# Work to complete
Pictures aside, every line of the listing should be given again exactly.

# Study material
▼
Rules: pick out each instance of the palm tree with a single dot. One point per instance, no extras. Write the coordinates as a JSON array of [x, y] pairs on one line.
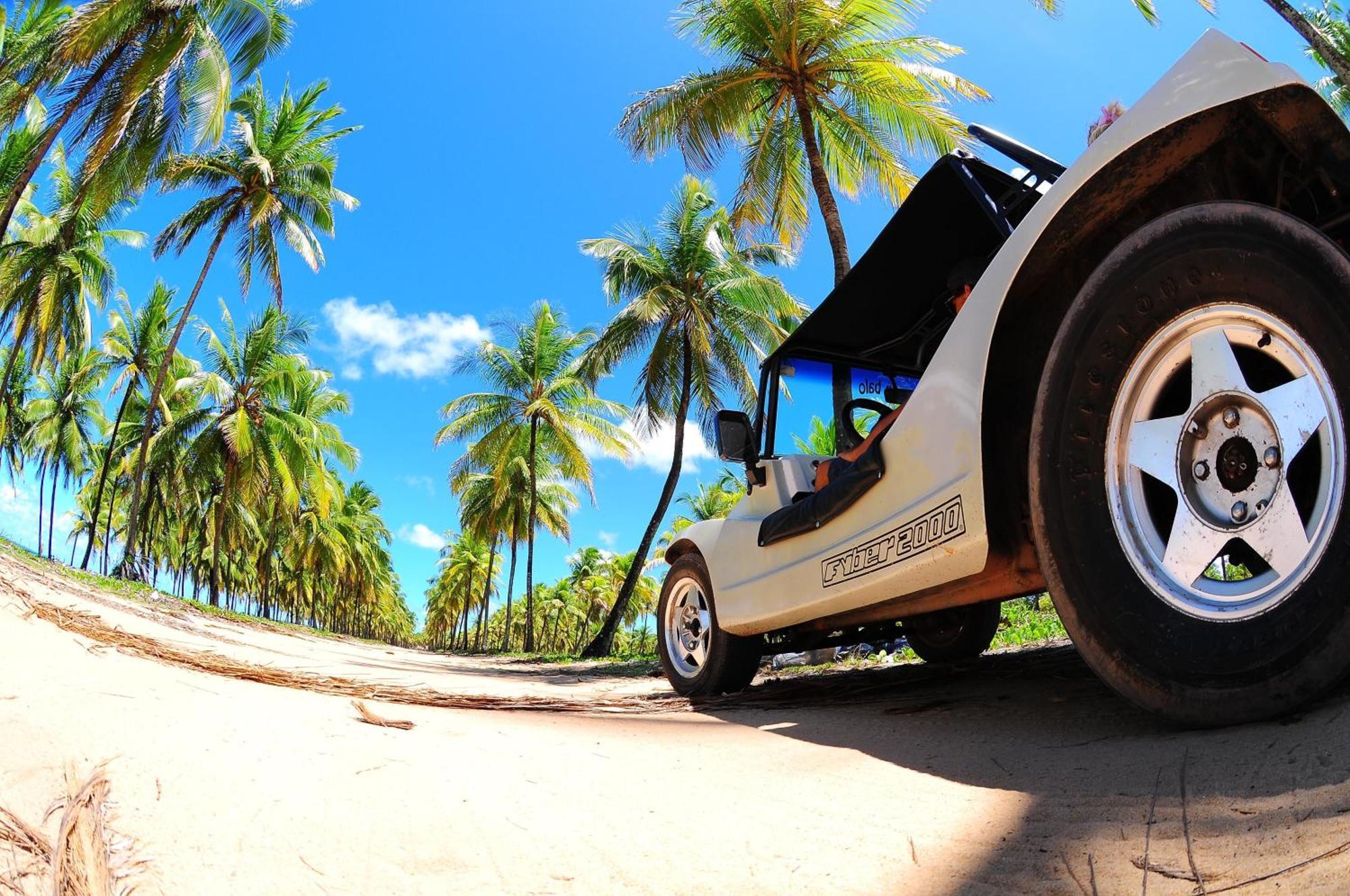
[[65, 420], [538, 389], [697, 311], [500, 503], [1332, 22], [141, 69], [830, 92], [273, 180], [1324, 43], [589, 580], [57, 267], [248, 441], [14, 396], [646, 594], [134, 346]]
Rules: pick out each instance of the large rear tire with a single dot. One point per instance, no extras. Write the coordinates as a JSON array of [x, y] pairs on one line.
[[1189, 465], [699, 658]]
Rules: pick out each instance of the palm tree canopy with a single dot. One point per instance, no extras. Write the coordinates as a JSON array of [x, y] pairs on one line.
[[691, 281], [172, 65], [273, 180], [538, 377], [875, 95], [65, 419], [1147, 7]]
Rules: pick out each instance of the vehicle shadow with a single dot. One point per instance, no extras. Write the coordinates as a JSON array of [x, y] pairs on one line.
[[1040, 724]]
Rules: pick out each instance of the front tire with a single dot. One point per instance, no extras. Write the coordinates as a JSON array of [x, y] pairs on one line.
[[959, 634], [699, 658], [1189, 466]]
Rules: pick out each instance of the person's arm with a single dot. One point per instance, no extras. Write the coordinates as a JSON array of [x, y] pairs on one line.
[[882, 426]]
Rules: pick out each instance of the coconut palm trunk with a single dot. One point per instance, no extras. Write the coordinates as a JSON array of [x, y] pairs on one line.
[[530, 536], [488, 592], [43, 492], [511, 585], [1314, 37], [52, 509], [604, 642], [103, 477], [218, 520], [129, 567], [821, 184]]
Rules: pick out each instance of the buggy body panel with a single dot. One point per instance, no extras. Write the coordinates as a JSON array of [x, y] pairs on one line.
[[925, 524]]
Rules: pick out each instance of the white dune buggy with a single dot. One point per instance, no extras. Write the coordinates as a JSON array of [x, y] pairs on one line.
[[1140, 410]]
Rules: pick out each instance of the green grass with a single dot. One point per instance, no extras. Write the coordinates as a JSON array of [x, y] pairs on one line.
▲
# Result of this task
Rules: pick out each instance of the palm tree with a single dot. One point per instance, no extras. Write the coordinates as a JSON array of [x, y] pairs on one line.
[[65, 420], [538, 389], [697, 311], [500, 503], [1332, 22], [141, 69], [830, 92], [273, 180], [1324, 43], [589, 580], [57, 267], [248, 441], [14, 396], [646, 594], [134, 346]]
Rules: pick out each instance of the large rear tire with a single dot. One point per instance, no extras. Write the coordinates as a JSON array of [x, y] pairs on one line.
[[1189, 465], [699, 658]]
Rules: pick out each instance of the palm tree canopy with a single dot. One point per instance, no extras. Write the coordinates as a JSON array of [x, y] pairs on one line.
[[691, 281], [172, 65], [273, 180], [538, 377], [875, 95], [65, 419], [1147, 7]]
Rules: pick out each instance of the vehicle shadow with a single dot. One point per instance, no extras. Write the coordinates as a JSON array of [x, y] pairs on one line.
[[1040, 724]]
Rules: pick out each instance of the front tire with a single dot. One point per instance, no extras. Write the coordinates as a JSON array of [x, y] pairs on one line.
[[959, 634], [699, 658], [1189, 466]]
Rules: pick out each instance of the person's arm with a single dot. One point per instance, no extras. Write the coordinates as a JSON array of [x, y] pairs on one line.
[[882, 426]]
Rules: pick out each instance of the coconut palm trunk with a single dot. One point per instance, no extras. Write the coordinates as a JSON array of [x, y] pairs on one line.
[[530, 536], [488, 592], [43, 492], [511, 585], [1314, 37], [52, 509], [604, 642], [103, 477], [218, 520], [129, 567], [821, 184]]
Rules: pick out each instance of the buggy body panel with a single dot. One point per instance, no extras. Write the coordinates as a JSON array of [x, y] pairs on one line.
[[925, 524]]
Rules: pick out each instance of the white dune buggy with a single dot. One point per instance, no extras. Write the coordinates as a JSON array of [x, y] pairs on one line.
[[1140, 410]]
Rules: pick out each instance of the green grass with a single dot. One point per instance, no extras. Write the coordinates as a JSON array of [x, y] pairs on one line.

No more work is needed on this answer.